# Your instructions:
Locate every line in the items below that contains the string "floor", and copy each such line. Case counts.

# Supplied data:
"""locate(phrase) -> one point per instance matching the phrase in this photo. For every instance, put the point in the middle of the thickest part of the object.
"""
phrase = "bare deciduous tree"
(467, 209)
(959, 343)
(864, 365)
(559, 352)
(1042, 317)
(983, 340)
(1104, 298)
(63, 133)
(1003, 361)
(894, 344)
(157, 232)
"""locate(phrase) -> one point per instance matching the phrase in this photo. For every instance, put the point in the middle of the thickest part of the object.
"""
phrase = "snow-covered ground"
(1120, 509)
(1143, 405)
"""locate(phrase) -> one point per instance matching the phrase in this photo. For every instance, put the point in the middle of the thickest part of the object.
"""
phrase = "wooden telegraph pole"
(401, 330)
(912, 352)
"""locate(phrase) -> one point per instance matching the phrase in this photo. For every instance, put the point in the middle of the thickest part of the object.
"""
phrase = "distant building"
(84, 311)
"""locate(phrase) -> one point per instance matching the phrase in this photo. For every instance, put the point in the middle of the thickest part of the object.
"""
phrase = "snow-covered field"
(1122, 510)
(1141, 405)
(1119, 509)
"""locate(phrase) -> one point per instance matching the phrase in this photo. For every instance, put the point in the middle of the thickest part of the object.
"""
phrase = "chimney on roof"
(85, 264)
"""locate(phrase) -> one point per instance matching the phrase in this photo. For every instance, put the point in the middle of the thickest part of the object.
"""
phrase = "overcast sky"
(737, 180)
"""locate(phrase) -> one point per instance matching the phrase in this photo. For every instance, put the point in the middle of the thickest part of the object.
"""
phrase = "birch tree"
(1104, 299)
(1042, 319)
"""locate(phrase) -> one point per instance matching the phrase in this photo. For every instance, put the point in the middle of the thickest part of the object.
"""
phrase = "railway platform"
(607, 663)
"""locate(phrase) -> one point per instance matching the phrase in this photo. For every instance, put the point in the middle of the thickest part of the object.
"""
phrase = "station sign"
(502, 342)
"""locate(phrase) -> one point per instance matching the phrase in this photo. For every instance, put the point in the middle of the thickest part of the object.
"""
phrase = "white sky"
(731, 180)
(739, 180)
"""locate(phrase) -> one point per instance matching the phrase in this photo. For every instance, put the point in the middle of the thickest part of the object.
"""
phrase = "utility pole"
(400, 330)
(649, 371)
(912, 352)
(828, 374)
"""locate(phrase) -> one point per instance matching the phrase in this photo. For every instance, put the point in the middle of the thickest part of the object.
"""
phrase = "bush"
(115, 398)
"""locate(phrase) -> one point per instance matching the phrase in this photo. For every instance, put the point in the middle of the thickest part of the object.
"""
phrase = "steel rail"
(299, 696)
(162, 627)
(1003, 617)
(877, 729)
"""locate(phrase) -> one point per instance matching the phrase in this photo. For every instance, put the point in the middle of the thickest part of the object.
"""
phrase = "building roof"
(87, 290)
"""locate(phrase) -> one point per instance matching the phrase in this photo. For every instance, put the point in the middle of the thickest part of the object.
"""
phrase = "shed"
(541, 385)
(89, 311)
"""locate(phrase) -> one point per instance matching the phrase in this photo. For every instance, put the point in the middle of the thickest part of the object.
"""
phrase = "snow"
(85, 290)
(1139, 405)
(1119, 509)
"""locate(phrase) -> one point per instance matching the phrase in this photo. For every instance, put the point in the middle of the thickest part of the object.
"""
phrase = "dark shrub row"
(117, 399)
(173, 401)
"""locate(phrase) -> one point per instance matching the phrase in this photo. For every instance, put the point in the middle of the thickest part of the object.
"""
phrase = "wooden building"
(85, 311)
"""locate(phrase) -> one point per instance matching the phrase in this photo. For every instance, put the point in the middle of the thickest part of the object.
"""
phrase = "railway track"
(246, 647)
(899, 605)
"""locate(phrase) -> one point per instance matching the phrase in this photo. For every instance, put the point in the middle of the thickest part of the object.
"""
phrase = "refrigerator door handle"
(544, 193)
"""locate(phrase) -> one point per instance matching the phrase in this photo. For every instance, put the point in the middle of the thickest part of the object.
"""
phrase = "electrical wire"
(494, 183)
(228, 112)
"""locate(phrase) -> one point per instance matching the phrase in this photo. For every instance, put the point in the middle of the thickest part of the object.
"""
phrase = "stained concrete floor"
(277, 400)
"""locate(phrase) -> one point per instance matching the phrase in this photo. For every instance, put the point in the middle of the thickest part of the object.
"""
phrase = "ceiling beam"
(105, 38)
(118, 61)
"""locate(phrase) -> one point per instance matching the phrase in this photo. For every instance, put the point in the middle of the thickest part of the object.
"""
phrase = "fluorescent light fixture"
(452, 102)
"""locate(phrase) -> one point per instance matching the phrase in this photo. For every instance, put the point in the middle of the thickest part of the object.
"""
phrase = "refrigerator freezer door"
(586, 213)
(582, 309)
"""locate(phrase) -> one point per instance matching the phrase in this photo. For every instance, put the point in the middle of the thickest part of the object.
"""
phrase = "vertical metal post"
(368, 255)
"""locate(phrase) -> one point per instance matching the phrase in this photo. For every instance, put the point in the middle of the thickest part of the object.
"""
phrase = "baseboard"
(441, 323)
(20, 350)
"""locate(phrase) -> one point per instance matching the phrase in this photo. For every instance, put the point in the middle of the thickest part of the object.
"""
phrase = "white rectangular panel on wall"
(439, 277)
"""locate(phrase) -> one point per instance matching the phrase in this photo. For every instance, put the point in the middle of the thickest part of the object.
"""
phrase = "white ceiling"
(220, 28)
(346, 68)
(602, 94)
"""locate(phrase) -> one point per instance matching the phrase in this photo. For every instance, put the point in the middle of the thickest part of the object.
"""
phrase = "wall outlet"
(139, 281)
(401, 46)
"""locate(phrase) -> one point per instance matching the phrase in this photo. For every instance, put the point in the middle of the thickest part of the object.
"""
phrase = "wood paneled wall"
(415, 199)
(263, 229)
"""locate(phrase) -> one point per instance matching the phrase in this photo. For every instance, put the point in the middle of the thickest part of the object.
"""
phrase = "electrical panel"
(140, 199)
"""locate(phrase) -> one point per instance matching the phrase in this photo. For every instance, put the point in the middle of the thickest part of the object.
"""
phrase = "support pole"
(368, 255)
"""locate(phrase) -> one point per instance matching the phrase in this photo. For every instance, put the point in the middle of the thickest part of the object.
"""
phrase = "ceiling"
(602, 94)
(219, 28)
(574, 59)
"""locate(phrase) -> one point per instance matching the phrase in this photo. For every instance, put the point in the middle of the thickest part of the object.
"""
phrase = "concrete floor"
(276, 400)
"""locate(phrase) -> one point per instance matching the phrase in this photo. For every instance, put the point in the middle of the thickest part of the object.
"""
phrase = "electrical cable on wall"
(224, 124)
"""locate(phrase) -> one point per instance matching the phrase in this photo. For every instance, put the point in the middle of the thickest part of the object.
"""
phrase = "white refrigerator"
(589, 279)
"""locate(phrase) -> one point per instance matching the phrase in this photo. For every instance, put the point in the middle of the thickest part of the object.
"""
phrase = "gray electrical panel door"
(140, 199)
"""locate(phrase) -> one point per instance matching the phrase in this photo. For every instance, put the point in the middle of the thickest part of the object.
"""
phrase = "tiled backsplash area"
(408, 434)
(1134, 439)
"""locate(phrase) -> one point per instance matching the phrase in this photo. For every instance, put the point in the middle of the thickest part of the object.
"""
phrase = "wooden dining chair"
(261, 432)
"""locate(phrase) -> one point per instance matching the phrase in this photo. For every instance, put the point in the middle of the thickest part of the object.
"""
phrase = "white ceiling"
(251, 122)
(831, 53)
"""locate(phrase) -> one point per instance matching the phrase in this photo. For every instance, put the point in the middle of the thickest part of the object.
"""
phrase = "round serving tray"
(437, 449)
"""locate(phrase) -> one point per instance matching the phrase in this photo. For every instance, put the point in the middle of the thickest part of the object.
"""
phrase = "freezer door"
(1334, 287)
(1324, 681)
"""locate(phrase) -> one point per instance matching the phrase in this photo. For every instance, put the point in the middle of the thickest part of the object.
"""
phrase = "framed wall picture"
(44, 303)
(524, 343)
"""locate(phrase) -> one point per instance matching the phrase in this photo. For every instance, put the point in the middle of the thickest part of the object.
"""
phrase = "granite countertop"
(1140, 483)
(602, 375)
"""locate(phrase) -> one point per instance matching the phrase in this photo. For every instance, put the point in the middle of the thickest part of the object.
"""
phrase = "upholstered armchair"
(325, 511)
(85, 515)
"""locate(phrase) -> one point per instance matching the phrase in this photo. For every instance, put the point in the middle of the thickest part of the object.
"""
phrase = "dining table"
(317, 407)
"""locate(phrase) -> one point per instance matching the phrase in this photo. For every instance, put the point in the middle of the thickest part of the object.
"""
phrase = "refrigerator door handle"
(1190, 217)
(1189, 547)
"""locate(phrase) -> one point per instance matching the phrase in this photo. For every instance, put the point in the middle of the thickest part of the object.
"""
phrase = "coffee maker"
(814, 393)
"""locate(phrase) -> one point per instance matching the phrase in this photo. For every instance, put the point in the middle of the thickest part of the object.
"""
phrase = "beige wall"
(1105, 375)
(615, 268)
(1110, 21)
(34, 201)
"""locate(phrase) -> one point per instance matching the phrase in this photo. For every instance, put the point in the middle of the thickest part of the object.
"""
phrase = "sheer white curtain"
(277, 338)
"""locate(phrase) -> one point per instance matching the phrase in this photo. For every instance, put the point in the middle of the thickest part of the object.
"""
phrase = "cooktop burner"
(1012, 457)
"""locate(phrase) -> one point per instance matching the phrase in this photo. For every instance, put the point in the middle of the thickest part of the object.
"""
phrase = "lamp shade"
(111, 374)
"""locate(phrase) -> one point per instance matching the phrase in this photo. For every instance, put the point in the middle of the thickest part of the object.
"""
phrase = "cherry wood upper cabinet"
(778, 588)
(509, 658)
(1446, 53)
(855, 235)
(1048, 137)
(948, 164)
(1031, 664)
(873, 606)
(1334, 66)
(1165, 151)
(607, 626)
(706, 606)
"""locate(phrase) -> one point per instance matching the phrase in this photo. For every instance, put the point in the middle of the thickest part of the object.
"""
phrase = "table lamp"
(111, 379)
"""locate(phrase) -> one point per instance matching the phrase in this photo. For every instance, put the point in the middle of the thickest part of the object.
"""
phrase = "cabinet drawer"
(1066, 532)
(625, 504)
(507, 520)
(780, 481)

# Written reply:
phrase = "stained concrete floor"
phrase = "concrete floor"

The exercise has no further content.